» **Task to complete**
Please rewrite the material starting at the line containing "Goal: detect all instances of hovering" and ending at the end of the material, and shift every coordinate in the answers by -142. Copy all other lines unchanged, including the sample coordinates in the output format.

» **Exercise material**
┄┄┄┄┄┄┄┄┄┄┄┄┄┄┄┄┄┄┄┄

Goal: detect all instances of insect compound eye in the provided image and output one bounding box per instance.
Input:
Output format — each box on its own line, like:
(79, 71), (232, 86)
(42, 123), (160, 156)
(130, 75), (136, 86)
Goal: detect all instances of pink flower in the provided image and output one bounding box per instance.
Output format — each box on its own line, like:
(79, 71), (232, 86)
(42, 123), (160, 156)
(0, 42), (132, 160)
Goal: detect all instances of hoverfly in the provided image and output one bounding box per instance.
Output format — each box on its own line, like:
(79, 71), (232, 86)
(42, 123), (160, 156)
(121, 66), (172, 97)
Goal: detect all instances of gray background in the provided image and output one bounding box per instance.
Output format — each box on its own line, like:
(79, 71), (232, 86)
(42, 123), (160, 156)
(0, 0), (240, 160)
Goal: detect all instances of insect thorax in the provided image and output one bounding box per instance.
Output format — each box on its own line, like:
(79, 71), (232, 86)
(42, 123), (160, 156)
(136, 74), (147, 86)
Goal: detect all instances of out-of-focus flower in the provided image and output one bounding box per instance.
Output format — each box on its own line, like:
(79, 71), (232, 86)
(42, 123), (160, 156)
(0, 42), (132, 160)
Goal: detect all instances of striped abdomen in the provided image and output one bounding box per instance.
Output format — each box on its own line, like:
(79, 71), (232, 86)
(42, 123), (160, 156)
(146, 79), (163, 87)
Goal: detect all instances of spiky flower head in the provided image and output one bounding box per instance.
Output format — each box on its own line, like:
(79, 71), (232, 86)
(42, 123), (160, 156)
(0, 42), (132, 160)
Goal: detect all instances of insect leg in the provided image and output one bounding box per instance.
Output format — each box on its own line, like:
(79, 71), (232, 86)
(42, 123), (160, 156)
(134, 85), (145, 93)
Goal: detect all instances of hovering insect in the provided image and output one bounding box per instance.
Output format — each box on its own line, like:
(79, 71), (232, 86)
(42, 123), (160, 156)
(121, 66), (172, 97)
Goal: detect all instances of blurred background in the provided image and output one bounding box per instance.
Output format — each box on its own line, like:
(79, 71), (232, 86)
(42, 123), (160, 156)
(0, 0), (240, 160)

┄┄┄┄┄┄┄┄┄┄┄┄┄┄┄┄┄┄┄┄

» **Finished task**
Goal: detect all instances of hovering insect in the provided image and output one bounding box per instance.
Output format — each box on its own line, like:
(79, 71), (232, 86)
(42, 123), (160, 156)
(-21, -76), (30, -45)
Goal: detect all instances of blurred background in the provided image and output one bounding box per instance.
Output format — each box on its own line, like:
(79, 71), (232, 86)
(42, 123), (160, 156)
(-142, -142), (98, 18)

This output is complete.